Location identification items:
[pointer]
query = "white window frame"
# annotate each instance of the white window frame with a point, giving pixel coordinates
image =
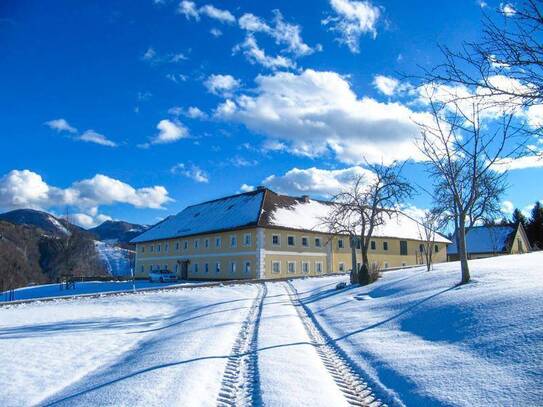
(288, 267)
(245, 236)
(293, 240)
(318, 264)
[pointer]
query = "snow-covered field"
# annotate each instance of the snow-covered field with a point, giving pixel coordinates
(414, 336)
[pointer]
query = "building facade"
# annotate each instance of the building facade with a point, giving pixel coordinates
(262, 234)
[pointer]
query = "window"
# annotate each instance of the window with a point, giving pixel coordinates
(403, 247)
(318, 267)
(247, 239)
(291, 267)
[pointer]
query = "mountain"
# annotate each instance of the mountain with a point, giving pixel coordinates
(118, 231)
(48, 223)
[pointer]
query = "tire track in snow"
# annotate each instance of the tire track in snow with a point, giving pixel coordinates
(354, 388)
(240, 384)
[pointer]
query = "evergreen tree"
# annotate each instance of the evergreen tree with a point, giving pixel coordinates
(535, 227)
(518, 217)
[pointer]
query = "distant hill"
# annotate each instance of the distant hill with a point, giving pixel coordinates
(48, 223)
(118, 231)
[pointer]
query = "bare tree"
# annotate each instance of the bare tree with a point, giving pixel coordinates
(364, 205)
(462, 155)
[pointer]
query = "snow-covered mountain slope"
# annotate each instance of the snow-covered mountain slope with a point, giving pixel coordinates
(428, 342)
(116, 260)
(118, 231)
(50, 224)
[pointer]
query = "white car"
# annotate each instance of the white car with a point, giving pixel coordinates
(163, 276)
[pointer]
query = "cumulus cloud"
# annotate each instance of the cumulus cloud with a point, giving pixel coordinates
(27, 189)
(191, 171)
(315, 181)
(169, 132)
(190, 10)
(61, 125)
(221, 84)
(314, 113)
(352, 20)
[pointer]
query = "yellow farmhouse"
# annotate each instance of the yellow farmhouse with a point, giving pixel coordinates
(262, 234)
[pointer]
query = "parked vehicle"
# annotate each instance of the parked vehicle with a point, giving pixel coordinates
(163, 276)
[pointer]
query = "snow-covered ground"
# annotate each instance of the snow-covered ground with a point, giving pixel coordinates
(426, 342)
(115, 259)
(86, 287)
(414, 336)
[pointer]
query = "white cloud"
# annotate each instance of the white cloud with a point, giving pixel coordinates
(257, 55)
(507, 207)
(27, 189)
(314, 113)
(385, 84)
(215, 32)
(221, 84)
(91, 136)
(169, 132)
(189, 10)
(315, 181)
(352, 20)
(61, 125)
(507, 9)
(191, 171)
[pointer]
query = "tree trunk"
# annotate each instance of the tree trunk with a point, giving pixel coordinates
(462, 251)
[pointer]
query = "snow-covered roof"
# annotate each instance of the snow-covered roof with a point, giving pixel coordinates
(486, 239)
(266, 208)
(221, 214)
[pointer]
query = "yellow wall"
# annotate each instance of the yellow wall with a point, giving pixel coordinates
(262, 253)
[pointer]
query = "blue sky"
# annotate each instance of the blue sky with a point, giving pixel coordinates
(133, 110)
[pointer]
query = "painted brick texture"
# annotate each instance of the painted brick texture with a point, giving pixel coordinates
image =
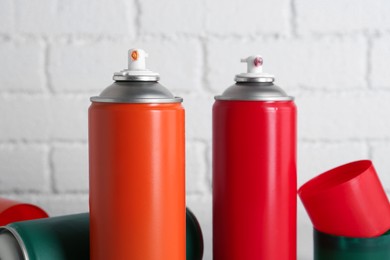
(333, 56)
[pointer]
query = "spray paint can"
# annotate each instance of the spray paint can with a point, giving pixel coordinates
(67, 238)
(12, 211)
(254, 169)
(59, 238)
(137, 168)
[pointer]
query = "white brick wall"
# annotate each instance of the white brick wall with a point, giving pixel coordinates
(332, 55)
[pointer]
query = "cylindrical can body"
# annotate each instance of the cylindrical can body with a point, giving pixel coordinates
(59, 238)
(137, 182)
(254, 180)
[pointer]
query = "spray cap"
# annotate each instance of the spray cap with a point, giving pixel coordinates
(254, 71)
(136, 70)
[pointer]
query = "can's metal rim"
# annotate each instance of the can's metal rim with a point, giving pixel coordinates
(126, 77)
(253, 79)
(18, 239)
(221, 97)
(137, 100)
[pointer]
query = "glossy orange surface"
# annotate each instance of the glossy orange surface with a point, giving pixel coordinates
(137, 181)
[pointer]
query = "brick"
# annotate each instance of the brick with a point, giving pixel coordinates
(380, 159)
(251, 17)
(23, 168)
(70, 164)
(85, 67)
(172, 16)
(69, 117)
(7, 19)
(196, 170)
(62, 204)
(342, 15)
(316, 158)
(380, 77)
(89, 67)
(24, 117)
(43, 118)
(198, 116)
(22, 67)
(329, 63)
(76, 17)
(342, 116)
(201, 206)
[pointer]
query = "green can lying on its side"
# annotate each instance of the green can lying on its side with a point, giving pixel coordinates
(67, 238)
(329, 247)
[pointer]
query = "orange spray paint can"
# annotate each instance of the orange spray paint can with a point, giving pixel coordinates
(137, 168)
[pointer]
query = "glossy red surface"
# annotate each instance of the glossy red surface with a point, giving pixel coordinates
(348, 201)
(254, 180)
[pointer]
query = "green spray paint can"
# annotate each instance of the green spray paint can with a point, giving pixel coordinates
(330, 247)
(67, 238)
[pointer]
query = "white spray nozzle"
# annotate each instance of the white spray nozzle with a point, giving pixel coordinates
(136, 59)
(254, 64)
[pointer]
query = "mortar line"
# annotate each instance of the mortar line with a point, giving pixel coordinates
(368, 71)
(48, 79)
(293, 19)
(52, 181)
(138, 10)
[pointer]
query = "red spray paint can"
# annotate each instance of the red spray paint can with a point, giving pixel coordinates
(254, 169)
(137, 182)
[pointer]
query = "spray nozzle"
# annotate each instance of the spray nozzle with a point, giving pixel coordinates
(254, 71)
(136, 70)
(137, 59)
(254, 64)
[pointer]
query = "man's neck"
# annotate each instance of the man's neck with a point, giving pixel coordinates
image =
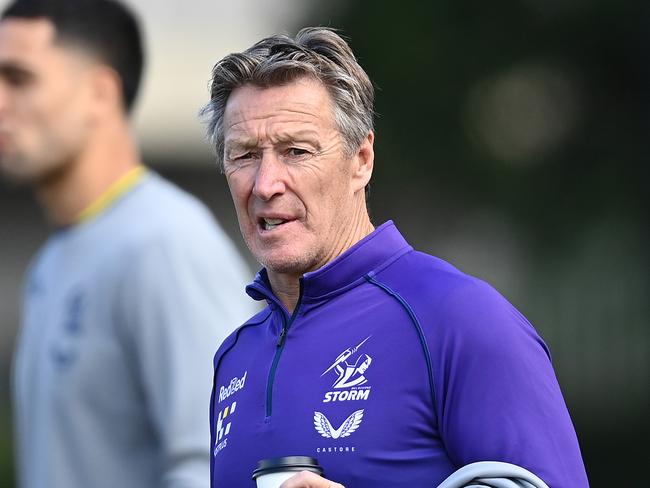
(65, 194)
(286, 286)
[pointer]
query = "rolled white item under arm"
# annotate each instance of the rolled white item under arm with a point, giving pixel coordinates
(492, 474)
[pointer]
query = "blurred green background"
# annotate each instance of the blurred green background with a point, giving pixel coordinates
(512, 141)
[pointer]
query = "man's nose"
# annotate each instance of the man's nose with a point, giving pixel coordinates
(270, 179)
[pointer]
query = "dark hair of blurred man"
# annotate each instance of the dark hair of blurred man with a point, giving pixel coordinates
(125, 303)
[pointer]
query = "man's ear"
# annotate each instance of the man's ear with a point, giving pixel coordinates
(106, 94)
(364, 160)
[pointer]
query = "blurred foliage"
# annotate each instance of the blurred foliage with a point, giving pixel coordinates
(6, 450)
(427, 58)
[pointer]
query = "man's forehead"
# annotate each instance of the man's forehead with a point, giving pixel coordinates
(302, 102)
(26, 37)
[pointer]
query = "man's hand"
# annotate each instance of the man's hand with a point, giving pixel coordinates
(307, 479)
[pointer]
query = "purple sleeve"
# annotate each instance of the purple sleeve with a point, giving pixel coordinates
(497, 397)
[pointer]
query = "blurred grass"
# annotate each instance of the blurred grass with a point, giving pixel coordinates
(6, 449)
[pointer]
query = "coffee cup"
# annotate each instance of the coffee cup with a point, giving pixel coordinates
(271, 473)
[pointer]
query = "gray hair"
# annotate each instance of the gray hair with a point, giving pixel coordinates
(316, 52)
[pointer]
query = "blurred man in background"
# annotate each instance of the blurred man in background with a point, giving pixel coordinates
(127, 301)
(451, 373)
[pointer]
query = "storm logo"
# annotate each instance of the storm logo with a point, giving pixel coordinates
(350, 373)
(324, 427)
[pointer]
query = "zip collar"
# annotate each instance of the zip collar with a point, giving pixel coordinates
(372, 252)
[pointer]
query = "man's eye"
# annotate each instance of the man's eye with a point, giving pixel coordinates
(297, 152)
(17, 78)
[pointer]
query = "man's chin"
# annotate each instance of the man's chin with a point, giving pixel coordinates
(286, 265)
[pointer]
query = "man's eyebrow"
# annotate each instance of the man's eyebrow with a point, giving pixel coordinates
(11, 68)
(283, 138)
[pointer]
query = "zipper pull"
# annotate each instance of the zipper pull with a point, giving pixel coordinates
(283, 332)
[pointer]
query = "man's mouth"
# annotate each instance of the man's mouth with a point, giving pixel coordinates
(270, 224)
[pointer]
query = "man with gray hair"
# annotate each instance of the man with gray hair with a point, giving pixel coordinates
(454, 373)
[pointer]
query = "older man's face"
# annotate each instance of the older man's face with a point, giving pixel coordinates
(295, 191)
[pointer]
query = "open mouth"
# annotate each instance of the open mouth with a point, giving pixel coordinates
(270, 224)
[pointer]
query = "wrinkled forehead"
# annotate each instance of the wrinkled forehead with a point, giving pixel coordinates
(301, 102)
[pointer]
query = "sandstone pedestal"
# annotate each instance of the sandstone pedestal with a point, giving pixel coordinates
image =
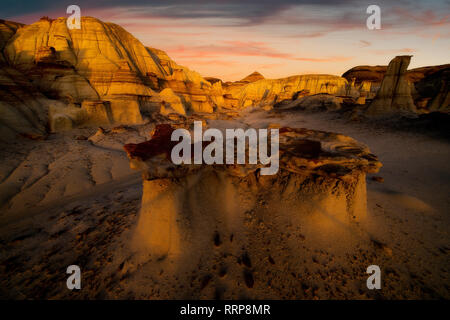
(320, 187)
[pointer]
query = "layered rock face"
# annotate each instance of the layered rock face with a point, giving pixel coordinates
(100, 61)
(269, 92)
(394, 95)
(367, 80)
(321, 176)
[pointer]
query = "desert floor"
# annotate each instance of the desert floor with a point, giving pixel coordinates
(67, 200)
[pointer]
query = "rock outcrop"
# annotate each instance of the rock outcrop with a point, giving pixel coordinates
(367, 80)
(268, 92)
(394, 95)
(321, 176)
(255, 76)
(99, 62)
(317, 102)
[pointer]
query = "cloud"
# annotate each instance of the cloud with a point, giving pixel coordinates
(393, 51)
(241, 48)
(364, 43)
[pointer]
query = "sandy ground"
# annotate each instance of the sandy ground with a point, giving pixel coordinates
(67, 201)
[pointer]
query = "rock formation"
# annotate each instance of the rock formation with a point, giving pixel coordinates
(321, 176)
(268, 92)
(317, 102)
(367, 80)
(99, 62)
(394, 95)
(255, 76)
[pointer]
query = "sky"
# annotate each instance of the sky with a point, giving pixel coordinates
(230, 39)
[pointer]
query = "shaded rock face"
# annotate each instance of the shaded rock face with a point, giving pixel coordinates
(321, 177)
(394, 95)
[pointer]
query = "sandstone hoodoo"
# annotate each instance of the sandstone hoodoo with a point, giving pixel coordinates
(322, 176)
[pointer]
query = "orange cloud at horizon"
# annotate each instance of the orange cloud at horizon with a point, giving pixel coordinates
(303, 39)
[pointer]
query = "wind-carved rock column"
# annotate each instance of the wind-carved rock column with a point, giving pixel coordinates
(320, 187)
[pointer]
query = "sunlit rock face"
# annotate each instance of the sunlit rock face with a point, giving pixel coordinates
(101, 61)
(268, 92)
(429, 85)
(320, 184)
(394, 95)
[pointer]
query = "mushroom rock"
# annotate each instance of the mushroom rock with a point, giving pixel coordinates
(394, 95)
(321, 183)
(433, 90)
(367, 80)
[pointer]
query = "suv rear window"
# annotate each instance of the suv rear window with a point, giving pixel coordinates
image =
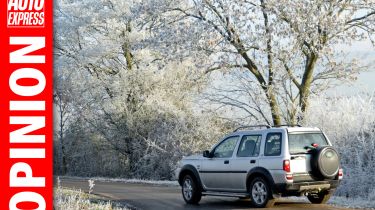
(302, 142)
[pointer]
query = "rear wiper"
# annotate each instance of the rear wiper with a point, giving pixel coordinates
(300, 153)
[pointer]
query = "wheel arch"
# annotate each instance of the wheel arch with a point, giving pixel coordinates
(260, 172)
(192, 171)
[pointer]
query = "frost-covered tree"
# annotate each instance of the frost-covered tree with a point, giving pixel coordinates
(134, 105)
(287, 48)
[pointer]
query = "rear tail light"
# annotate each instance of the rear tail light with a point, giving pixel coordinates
(289, 177)
(341, 173)
(286, 165)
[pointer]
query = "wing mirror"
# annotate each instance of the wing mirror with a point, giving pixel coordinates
(206, 153)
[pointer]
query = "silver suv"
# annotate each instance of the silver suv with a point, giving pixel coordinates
(264, 164)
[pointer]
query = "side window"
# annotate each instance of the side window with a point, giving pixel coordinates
(273, 144)
(225, 149)
(249, 146)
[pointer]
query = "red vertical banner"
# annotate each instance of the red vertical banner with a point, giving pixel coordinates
(26, 132)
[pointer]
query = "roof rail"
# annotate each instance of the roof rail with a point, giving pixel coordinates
(251, 126)
(287, 125)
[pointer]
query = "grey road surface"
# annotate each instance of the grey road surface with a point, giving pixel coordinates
(155, 197)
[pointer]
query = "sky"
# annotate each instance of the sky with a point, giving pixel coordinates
(366, 80)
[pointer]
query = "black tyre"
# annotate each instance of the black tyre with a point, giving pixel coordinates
(319, 198)
(190, 190)
(325, 162)
(260, 193)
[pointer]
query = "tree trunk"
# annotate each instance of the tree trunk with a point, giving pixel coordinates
(306, 82)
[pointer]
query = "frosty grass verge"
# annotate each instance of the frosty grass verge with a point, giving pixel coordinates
(335, 200)
(69, 199)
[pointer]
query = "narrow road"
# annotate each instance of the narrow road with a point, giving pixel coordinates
(155, 197)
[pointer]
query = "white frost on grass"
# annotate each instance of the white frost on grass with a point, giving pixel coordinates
(134, 181)
(352, 202)
(356, 203)
(68, 199)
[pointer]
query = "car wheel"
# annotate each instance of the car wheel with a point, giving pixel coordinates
(190, 190)
(260, 193)
(319, 198)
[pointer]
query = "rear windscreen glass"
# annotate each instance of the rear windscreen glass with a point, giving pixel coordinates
(302, 142)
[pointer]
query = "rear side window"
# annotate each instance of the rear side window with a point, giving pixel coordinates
(249, 146)
(302, 142)
(273, 144)
(225, 148)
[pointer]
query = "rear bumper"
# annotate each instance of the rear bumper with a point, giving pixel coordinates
(302, 187)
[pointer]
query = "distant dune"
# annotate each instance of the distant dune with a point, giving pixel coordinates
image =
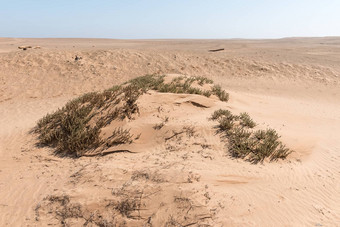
(291, 85)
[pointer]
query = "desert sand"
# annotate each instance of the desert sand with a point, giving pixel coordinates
(291, 85)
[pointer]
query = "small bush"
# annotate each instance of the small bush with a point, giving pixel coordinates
(221, 94)
(75, 129)
(254, 146)
(246, 121)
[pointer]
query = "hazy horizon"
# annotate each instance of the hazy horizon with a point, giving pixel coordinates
(151, 19)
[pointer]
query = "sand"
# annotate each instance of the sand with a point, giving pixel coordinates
(291, 85)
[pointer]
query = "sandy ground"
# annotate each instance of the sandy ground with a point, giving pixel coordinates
(291, 85)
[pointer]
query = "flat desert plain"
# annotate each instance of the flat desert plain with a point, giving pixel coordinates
(291, 85)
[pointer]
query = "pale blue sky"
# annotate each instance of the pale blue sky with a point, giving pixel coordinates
(152, 19)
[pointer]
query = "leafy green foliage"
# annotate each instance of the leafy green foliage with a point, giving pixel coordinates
(75, 129)
(254, 146)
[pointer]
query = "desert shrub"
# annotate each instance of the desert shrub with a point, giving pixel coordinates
(254, 146)
(218, 114)
(221, 94)
(69, 129)
(246, 121)
(75, 128)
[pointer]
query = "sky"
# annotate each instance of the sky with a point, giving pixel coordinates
(169, 19)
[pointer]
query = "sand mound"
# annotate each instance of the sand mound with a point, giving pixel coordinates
(152, 109)
(174, 175)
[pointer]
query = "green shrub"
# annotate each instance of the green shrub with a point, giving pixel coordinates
(254, 146)
(246, 121)
(221, 94)
(75, 129)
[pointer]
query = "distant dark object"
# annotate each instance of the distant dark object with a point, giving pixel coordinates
(77, 58)
(24, 47)
(215, 50)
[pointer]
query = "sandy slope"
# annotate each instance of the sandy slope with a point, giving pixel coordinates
(291, 85)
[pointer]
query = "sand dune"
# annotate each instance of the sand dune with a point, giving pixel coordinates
(291, 85)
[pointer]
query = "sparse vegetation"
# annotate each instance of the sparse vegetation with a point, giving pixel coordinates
(254, 146)
(75, 129)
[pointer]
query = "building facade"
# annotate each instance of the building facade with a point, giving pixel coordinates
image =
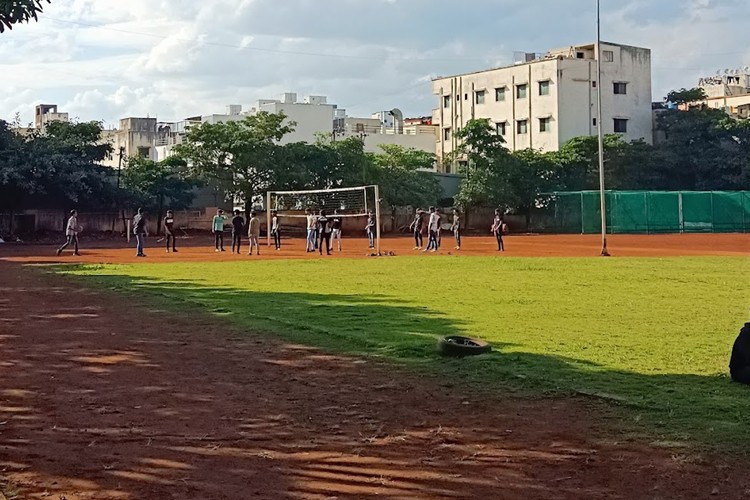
(542, 101)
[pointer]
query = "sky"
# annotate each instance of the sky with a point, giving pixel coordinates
(170, 59)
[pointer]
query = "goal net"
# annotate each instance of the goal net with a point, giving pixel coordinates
(345, 202)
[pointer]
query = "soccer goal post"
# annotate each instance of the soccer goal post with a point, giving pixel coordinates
(350, 202)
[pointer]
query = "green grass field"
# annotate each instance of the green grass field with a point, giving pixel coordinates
(651, 337)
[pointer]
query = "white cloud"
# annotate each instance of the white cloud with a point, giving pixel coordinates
(107, 59)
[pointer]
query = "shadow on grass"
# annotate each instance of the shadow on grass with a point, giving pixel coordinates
(679, 409)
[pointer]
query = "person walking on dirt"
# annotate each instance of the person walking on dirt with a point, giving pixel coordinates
(311, 223)
(324, 230)
(499, 228)
(71, 233)
(336, 225)
(456, 228)
(217, 227)
(370, 228)
(433, 228)
(139, 230)
(276, 229)
(739, 364)
(169, 230)
(416, 227)
(238, 226)
(253, 233)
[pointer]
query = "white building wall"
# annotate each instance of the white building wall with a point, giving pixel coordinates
(568, 108)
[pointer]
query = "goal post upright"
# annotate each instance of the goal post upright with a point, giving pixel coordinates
(268, 217)
(377, 218)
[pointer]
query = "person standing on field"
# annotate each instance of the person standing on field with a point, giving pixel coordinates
(370, 228)
(140, 232)
(276, 229)
(71, 233)
(417, 226)
(238, 226)
(336, 230)
(456, 228)
(498, 229)
(324, 229)
(217, 227)
(433, 228)
(311, 223)
(169, 230)
(253, 233)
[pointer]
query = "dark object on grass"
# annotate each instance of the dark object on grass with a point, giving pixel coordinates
(739, 364)
(459, 347)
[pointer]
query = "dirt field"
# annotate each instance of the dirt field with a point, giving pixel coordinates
(200, 248)
(102, 398)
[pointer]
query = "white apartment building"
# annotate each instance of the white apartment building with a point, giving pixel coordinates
(542, 101)
(47, 113)
(729, 91)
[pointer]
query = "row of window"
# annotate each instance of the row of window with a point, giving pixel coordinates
(522, 91)
(545, 125)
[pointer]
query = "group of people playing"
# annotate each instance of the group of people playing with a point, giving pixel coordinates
(433, 222)
(323, 231)
(238, 229)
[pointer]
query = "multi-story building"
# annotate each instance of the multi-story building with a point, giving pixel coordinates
(544, 100)
(729, 91)
(47, 113)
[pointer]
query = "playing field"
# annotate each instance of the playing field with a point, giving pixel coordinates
(650, 334)
(206, 375)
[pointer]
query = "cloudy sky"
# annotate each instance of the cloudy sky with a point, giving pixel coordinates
(170, 59)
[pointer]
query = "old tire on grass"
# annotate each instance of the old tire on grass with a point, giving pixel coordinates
(459, 347)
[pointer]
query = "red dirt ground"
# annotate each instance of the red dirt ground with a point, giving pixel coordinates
(102, 398)
(200, 248)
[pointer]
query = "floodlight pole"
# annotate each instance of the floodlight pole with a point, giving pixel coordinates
(600, 128)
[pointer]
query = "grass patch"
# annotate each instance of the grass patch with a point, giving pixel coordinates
(651, 336)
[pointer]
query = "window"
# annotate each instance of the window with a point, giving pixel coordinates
(545, 124)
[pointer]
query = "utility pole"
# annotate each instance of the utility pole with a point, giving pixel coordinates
(600, 127)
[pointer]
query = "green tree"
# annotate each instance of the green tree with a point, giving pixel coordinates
(18, 11)
(243, 157)
(157, 186)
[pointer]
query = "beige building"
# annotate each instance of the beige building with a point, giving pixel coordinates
(47, 113)
(544, 100)
(729, 91)
(134, 137)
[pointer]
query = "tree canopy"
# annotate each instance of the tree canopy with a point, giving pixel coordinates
(19, 11)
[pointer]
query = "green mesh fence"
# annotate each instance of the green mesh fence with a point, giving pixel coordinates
(648, 212)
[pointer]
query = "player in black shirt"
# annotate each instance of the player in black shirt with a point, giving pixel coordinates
(416, 226)
(169, 230)
(324, 230)
(238, 225)
(336, 230)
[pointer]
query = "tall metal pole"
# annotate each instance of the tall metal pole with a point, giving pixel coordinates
(600, 128)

§ Work required
Filter the items above and copy every line that contains the word "mouth".

§ Response to the task
query = "man's mouth"
# annotate each instance of the man's mouth with a point, giving pixel coordinates
query = "open mouth"
# annotate each instance of the open mouth with a point, giving pixel coordinates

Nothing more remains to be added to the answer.